- What is needed
Count the lines in the listing below that contain the string "behind". Reply with the number only.

- Entries supplied
__________________________________________________

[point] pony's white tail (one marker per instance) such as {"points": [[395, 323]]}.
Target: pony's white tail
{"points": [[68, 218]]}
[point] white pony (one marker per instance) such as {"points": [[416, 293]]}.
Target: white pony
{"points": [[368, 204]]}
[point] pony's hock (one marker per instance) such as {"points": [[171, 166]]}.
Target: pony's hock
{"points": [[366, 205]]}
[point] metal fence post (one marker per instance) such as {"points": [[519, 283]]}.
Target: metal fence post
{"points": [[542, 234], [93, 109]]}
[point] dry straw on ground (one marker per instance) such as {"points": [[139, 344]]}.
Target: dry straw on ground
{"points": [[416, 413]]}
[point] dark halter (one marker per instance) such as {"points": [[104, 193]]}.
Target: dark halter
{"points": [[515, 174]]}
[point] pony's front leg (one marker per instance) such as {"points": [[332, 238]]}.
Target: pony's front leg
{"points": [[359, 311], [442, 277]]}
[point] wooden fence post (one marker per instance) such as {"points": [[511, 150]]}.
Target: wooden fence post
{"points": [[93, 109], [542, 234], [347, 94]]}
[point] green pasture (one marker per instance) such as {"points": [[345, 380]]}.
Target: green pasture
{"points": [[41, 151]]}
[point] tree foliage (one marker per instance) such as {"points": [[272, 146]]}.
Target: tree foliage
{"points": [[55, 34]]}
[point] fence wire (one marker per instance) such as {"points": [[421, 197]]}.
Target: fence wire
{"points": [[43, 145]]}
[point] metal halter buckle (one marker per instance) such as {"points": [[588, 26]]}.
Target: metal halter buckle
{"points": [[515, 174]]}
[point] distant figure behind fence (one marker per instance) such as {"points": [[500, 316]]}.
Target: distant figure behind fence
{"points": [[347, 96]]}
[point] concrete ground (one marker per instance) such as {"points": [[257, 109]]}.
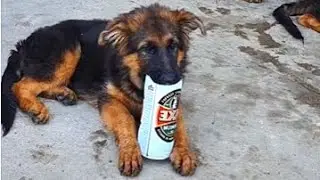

__________________________________________________

- Reply
2